● Goal
Please find each line in the rows below that contains the string "boat" and copy it out in full. Matches must have the same case.
------------------------------------------------
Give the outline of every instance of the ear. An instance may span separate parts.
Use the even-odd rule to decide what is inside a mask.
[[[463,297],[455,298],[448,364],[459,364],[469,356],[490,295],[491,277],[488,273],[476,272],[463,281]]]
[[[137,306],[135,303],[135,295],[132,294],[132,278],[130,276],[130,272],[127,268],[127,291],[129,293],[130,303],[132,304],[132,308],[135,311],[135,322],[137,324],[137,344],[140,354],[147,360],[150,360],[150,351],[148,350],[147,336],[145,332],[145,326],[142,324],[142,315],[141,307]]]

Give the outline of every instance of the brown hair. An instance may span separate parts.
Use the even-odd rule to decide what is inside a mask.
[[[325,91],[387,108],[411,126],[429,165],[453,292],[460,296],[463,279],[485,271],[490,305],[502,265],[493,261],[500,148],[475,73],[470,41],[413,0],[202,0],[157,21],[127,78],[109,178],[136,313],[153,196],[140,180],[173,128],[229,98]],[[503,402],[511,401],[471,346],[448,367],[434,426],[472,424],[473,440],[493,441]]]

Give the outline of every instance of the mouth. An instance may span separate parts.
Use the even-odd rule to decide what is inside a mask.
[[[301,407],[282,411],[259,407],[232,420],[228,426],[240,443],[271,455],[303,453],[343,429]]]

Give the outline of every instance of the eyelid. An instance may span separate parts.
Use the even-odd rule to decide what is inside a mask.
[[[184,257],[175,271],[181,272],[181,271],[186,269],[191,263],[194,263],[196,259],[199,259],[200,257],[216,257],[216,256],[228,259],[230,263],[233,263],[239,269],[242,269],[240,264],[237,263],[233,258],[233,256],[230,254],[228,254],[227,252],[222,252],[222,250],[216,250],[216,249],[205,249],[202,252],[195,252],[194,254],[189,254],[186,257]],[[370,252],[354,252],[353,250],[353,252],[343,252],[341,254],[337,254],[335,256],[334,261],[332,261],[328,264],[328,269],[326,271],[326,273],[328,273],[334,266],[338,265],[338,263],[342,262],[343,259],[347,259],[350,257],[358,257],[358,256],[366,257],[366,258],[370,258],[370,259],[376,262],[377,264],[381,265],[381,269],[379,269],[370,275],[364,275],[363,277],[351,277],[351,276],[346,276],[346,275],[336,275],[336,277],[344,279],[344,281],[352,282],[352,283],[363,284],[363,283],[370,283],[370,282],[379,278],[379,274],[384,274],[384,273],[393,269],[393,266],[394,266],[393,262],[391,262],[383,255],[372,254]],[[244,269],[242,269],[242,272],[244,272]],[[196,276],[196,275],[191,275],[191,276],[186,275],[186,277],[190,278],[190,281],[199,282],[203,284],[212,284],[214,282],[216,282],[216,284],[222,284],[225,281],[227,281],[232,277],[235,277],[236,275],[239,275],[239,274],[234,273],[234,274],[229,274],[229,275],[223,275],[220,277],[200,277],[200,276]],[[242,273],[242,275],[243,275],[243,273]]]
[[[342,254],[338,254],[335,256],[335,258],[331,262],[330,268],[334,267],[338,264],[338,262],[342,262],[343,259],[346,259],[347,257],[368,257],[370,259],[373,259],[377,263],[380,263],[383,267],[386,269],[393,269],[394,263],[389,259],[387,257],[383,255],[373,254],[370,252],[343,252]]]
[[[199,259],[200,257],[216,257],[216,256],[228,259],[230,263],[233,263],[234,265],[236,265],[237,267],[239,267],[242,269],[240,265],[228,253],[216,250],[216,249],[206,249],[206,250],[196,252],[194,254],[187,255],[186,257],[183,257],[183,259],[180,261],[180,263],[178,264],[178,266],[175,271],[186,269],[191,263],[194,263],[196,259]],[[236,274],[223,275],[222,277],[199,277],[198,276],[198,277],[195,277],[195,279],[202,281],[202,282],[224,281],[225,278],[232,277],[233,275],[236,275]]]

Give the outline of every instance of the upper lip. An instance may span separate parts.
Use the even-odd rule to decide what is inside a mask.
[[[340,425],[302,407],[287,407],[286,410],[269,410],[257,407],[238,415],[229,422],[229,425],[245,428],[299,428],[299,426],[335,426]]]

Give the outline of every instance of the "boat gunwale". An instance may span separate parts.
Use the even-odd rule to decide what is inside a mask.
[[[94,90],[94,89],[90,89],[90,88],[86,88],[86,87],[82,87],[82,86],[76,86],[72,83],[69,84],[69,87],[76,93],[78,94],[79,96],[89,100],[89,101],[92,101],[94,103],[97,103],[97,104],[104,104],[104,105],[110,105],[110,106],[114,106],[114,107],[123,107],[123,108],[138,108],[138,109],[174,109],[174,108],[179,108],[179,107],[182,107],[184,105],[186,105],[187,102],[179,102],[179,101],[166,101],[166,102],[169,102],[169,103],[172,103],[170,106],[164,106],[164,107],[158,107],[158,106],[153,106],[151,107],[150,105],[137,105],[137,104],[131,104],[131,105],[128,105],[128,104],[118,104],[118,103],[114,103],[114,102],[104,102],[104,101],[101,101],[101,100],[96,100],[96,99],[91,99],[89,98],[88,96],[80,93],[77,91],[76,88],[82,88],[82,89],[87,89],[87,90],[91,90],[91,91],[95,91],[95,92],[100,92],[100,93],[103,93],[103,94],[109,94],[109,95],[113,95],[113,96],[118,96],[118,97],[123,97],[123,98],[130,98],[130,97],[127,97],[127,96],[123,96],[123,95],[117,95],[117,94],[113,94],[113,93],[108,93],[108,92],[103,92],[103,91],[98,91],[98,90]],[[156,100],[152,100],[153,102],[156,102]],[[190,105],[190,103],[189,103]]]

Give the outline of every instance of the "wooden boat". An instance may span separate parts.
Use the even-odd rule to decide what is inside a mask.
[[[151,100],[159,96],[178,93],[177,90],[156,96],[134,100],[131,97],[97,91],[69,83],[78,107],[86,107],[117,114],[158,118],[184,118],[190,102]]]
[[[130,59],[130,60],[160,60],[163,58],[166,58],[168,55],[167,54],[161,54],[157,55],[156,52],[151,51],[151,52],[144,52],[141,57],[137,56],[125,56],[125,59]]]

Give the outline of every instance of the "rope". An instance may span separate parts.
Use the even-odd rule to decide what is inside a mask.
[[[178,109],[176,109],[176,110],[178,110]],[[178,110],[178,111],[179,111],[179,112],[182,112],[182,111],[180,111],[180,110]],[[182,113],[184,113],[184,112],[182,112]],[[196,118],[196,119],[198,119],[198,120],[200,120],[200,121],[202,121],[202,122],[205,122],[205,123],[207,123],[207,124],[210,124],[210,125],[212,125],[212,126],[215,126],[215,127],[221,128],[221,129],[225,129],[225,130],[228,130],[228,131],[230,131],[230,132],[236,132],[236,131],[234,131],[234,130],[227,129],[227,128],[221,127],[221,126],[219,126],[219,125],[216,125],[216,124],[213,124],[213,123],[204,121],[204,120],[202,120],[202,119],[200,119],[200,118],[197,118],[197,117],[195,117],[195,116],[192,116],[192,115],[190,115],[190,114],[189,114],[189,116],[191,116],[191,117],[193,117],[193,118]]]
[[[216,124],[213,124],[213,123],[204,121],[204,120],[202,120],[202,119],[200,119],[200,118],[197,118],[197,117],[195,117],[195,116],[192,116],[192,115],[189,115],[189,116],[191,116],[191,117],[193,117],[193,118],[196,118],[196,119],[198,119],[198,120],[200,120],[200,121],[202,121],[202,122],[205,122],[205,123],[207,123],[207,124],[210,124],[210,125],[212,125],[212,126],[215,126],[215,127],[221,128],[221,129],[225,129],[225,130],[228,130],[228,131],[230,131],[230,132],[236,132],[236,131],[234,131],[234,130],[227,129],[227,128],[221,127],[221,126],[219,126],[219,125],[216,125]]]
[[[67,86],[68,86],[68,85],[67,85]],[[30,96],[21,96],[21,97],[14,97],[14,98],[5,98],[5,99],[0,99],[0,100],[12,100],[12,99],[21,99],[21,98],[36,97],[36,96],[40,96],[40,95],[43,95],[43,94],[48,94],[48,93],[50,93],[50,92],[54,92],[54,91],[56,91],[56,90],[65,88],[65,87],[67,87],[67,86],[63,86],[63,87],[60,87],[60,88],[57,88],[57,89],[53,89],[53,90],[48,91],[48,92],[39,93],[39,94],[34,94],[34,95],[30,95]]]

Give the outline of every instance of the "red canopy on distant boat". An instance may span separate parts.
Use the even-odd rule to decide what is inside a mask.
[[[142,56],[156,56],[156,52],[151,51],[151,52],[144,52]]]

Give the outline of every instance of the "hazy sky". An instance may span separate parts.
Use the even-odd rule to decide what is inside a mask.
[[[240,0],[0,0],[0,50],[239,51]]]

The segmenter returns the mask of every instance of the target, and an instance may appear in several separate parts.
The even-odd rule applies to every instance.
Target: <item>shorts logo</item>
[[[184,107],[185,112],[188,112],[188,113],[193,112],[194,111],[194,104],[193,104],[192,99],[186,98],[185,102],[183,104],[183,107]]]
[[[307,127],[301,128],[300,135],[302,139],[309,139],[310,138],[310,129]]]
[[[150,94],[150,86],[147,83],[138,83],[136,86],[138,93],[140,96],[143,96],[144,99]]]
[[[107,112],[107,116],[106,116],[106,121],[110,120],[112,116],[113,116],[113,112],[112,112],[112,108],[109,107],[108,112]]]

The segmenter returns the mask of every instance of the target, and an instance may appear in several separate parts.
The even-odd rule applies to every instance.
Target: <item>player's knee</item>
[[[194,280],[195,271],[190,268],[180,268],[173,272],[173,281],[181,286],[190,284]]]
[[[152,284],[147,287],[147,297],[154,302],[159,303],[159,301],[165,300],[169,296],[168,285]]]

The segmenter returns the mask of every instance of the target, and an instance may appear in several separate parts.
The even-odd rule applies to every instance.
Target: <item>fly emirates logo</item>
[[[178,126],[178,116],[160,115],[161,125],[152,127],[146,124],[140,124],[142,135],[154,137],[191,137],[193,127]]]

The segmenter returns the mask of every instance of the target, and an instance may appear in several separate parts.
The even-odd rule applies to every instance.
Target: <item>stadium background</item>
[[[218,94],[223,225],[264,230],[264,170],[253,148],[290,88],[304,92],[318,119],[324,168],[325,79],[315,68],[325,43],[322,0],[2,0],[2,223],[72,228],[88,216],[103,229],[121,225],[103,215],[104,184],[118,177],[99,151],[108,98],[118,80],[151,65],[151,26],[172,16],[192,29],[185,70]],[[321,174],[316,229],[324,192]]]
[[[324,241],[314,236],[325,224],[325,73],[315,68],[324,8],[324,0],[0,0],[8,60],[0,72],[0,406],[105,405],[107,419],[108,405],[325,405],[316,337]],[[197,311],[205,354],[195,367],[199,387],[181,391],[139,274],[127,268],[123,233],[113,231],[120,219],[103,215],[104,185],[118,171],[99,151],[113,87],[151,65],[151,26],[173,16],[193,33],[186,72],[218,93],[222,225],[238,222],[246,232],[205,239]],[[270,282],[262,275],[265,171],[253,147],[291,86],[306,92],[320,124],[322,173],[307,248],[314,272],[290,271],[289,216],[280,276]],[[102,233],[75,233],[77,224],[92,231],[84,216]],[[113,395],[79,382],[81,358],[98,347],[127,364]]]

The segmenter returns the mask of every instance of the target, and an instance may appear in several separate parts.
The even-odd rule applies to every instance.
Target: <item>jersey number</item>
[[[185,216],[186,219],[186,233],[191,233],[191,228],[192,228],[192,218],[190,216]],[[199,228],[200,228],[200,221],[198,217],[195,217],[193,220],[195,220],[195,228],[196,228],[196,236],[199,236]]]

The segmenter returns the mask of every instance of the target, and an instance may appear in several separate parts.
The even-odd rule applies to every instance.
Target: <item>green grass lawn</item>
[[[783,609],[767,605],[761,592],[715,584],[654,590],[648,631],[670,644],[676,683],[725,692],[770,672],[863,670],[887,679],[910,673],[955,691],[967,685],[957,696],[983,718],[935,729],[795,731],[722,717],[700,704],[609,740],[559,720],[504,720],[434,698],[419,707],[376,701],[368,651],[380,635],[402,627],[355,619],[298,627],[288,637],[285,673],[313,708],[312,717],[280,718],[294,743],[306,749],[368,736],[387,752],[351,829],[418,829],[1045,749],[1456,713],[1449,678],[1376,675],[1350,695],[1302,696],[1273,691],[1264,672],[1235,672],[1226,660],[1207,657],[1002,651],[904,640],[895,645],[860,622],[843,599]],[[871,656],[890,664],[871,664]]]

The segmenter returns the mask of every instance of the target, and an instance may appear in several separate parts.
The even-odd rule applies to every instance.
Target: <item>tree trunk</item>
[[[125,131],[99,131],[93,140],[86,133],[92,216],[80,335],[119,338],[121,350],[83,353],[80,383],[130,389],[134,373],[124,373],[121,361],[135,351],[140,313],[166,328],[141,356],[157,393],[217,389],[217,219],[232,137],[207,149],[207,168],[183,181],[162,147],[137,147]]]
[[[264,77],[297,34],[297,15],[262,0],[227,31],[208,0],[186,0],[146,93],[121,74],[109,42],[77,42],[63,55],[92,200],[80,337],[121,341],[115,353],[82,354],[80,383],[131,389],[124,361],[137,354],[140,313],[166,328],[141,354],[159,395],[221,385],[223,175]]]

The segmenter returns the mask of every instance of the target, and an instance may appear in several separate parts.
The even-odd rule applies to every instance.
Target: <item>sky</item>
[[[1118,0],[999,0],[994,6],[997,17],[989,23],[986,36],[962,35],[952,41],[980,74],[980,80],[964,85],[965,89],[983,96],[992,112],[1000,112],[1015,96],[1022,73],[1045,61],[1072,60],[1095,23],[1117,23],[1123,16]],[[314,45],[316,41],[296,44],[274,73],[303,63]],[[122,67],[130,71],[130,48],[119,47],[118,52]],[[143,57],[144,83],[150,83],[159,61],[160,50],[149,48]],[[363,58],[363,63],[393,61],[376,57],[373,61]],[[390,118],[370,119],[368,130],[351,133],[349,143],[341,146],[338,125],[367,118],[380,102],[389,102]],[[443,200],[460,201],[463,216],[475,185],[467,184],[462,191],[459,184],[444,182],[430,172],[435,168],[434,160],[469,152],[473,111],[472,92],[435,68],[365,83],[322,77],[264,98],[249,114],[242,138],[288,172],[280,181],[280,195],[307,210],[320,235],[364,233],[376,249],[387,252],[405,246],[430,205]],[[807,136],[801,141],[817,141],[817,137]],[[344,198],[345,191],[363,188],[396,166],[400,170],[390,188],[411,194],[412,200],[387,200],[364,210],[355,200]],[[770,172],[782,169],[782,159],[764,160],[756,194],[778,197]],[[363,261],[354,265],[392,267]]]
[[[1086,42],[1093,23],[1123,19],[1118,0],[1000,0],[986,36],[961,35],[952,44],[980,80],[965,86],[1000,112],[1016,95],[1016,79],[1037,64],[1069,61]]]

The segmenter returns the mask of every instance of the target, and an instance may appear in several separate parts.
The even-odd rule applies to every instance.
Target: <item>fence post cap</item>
------------------------------------------------
● Output of the exercise
Give the outline of every instance of the "boat gunwale". An instance may span separate parts.
Give the outline of every instance of the "wooden boat". An instance may span separate parts.
Give the outline of every instance of the "red canopy on distant boat". An instance may span separate parts.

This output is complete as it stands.